Please return every line in the listing below that contains the word "stirrup".

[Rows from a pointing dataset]

——————————

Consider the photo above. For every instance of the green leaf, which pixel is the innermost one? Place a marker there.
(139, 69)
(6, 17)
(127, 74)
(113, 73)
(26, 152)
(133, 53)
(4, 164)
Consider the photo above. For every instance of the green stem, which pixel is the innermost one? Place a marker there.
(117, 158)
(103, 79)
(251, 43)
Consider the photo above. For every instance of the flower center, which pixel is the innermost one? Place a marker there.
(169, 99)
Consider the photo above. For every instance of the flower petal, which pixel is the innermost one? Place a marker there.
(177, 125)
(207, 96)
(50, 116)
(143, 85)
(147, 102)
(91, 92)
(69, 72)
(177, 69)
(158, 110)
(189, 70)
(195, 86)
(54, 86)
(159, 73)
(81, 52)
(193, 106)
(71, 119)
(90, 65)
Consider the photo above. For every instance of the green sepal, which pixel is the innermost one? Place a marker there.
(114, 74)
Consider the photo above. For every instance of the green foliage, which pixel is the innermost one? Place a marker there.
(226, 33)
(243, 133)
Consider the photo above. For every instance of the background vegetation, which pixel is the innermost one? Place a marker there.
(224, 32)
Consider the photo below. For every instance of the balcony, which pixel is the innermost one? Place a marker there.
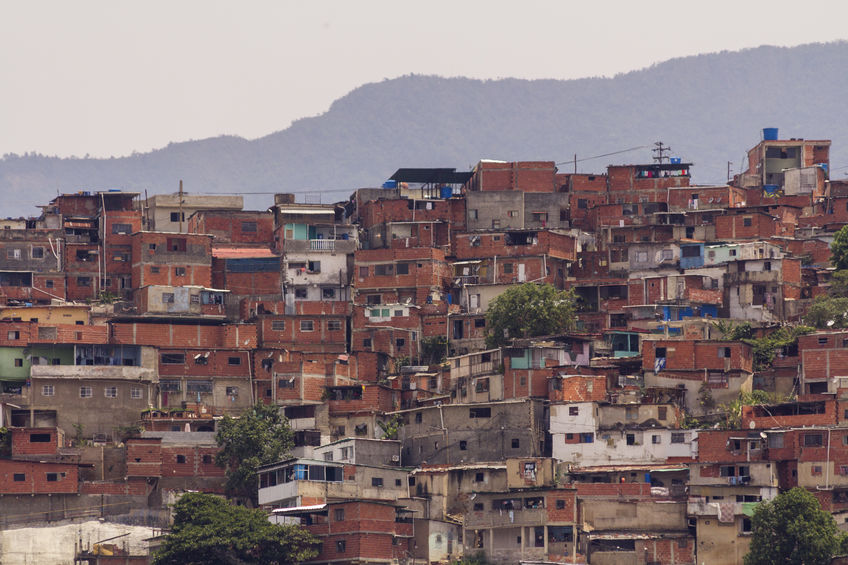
(90, 372)
(319, 245)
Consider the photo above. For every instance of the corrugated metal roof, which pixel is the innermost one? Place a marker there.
(242, 253)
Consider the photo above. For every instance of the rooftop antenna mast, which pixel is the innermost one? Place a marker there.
(660, 151)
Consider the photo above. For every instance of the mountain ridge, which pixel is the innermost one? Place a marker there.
(709, 108)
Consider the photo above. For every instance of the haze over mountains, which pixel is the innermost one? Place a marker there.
(709, 108)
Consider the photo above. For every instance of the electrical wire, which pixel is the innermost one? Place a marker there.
(604, 155)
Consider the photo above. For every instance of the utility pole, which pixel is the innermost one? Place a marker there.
(660, 149)
(181, 206)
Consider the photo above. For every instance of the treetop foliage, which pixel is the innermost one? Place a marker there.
(794, 530)
(529, 310)
(207, 530)
(259, 436)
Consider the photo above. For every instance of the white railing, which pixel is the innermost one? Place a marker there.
(322, 244)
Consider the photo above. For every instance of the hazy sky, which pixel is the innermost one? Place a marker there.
(111, 77)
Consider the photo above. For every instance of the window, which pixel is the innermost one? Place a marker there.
(172, 358)
(169, 385)
(176, 244)
(813, 440)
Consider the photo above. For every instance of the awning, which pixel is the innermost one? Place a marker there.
(299, 509)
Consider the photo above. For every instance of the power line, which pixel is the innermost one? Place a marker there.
(604, 155)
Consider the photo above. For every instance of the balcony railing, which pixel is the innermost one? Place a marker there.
(322, 244)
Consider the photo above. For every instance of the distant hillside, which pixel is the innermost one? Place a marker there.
(708, 108)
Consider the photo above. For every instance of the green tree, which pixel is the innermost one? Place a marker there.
(792, 529)
(528, 310)
(259, 436)
(839, 249)
(207, 530)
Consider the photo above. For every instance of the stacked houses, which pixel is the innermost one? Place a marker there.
(129, 327)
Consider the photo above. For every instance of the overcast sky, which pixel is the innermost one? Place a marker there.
(112, 77)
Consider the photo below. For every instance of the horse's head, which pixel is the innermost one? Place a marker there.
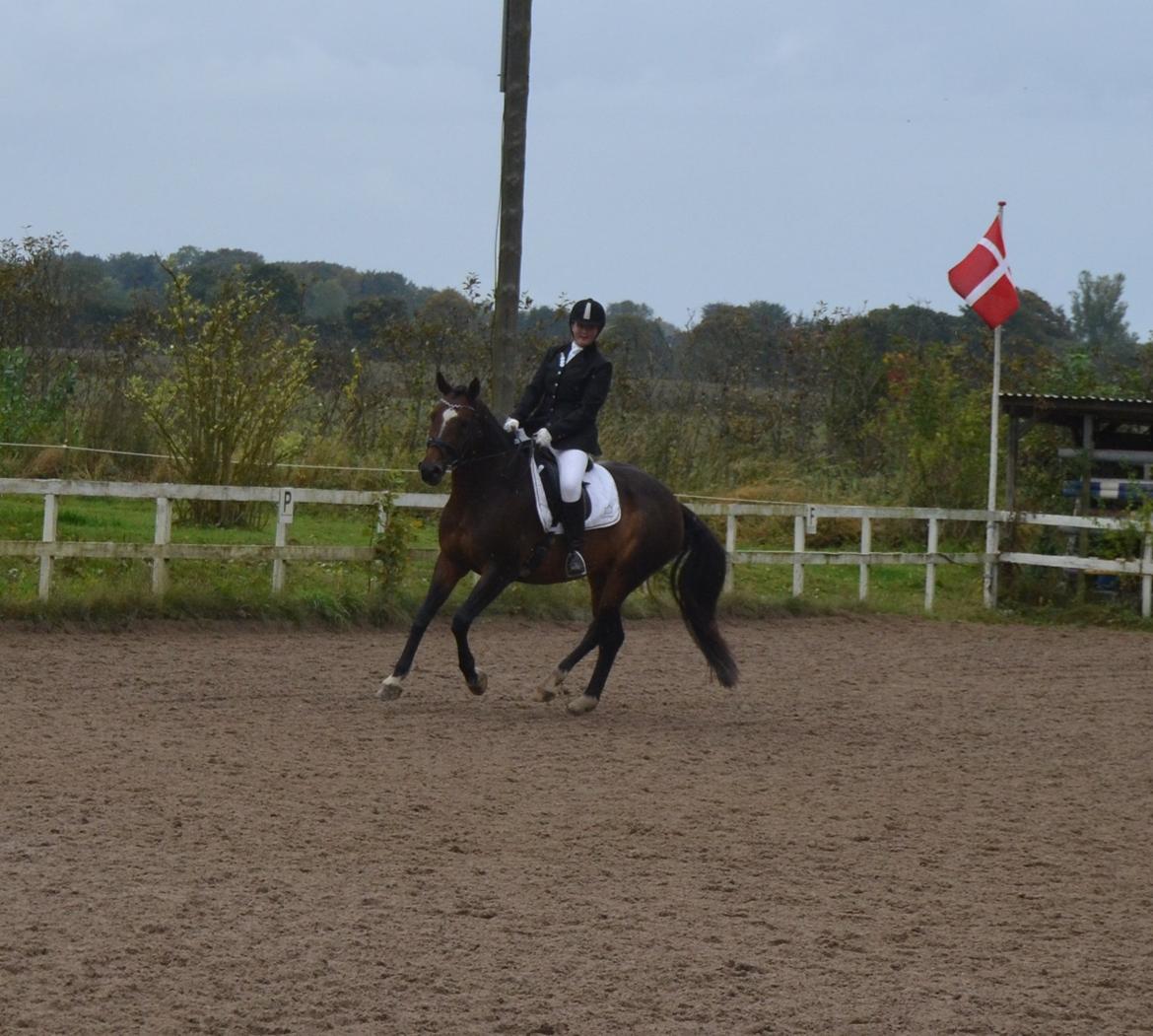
(454, 429)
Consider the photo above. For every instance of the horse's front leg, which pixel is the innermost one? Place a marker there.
(494, 580)
(446, 575)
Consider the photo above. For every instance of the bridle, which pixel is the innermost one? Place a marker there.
(454, 457)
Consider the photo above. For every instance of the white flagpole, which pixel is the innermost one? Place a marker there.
(990, 528)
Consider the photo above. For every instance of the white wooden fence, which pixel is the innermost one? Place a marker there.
(805, 517)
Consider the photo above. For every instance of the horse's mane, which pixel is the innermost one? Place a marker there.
(493, 433)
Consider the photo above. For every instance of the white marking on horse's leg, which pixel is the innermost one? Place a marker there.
(547, 690)
(391, 688)
(584, 703)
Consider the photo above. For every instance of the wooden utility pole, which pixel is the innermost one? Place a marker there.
(517, 23)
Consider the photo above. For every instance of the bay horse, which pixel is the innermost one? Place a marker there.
(490, 526)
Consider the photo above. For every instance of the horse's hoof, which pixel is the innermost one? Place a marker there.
(391, 688)
(584, 703)
(547, 690)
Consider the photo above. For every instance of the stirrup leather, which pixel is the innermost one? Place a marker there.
(575, 566)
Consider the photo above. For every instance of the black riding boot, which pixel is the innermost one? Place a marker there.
(572, 520)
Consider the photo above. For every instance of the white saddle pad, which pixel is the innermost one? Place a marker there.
(602, 498)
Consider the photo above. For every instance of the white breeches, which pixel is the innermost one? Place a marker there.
(571, 466)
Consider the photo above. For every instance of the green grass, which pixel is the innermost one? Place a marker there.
(114, 591)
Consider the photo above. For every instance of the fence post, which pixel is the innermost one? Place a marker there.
(285, 512)
(798, 548)
(991, 546)
(162, 537)
(48, 535)
(730, 546)
(930, 566)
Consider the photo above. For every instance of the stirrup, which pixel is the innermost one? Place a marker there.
(575, 566)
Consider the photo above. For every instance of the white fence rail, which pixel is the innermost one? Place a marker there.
(806, 518)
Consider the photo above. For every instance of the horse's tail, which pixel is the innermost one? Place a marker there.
(698, 578)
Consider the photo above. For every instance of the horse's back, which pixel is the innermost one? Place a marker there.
(646, 502)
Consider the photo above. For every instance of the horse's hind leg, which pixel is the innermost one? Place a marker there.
(488, 588)
(548, 688)
(610, 637)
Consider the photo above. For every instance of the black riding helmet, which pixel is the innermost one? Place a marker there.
(588, 311)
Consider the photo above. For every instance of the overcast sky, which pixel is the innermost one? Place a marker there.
(679, 153)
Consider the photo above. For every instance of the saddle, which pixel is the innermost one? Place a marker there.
(548, 471)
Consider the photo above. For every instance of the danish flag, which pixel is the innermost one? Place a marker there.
(983, 280)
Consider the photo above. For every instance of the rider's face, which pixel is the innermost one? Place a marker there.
(584, 333)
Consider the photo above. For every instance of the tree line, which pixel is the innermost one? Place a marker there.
(230, 366)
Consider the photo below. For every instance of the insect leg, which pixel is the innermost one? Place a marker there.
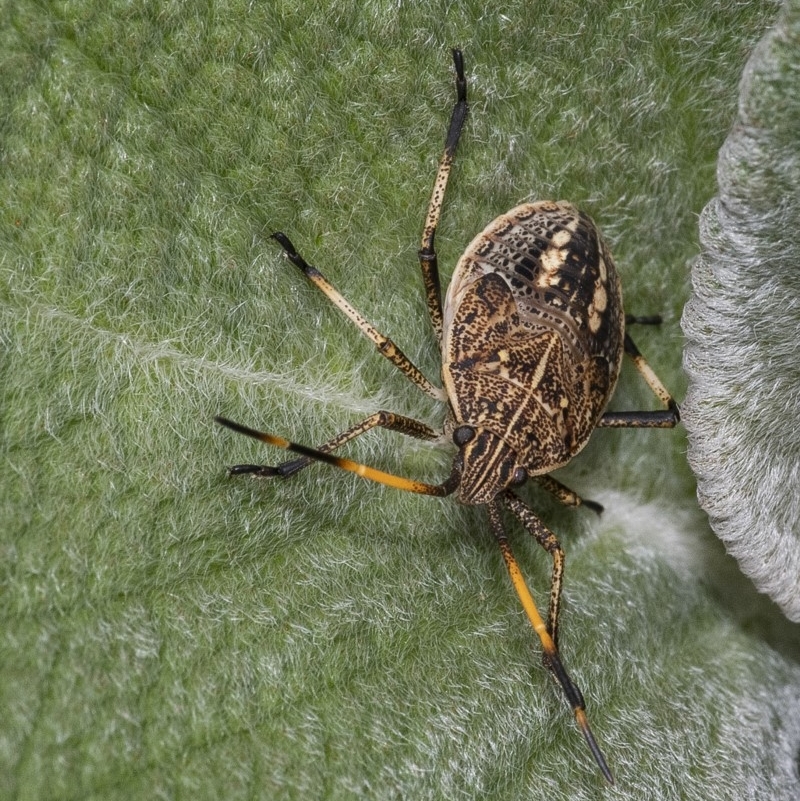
(427, 253)
(381, 419)
(565, 495)
(551, 655)
(378, 476)
(550, 543)
(385, 346)
(662, 418)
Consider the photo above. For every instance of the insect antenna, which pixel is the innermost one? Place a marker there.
(447, 487)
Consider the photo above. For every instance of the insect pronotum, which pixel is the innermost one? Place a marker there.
(532, 335)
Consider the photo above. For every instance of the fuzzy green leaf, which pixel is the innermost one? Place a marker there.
(169, 632)
(742, 324)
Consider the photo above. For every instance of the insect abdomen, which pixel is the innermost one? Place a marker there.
(533, 353)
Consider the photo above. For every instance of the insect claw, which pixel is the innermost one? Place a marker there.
(583, 725)
(284, 242)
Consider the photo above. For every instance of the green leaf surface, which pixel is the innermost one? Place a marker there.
(169, 632)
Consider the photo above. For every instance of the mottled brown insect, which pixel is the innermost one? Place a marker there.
(532, 335)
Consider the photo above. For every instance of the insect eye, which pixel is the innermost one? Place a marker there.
(520, 477)
(463, 434)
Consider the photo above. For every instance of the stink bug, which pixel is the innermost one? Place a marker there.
(532, 335)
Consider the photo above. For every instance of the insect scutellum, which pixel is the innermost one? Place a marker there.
(532, 335)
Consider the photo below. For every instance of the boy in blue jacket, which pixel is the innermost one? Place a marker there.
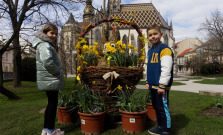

——————————

Final result:
Consider the photo above. For every instance of the stirrup leather, which pixel is the innermost one? Place a marker there.
Consider the photo above. For every instance of the stirrup, which pixel is the innermost one? Place a marker there.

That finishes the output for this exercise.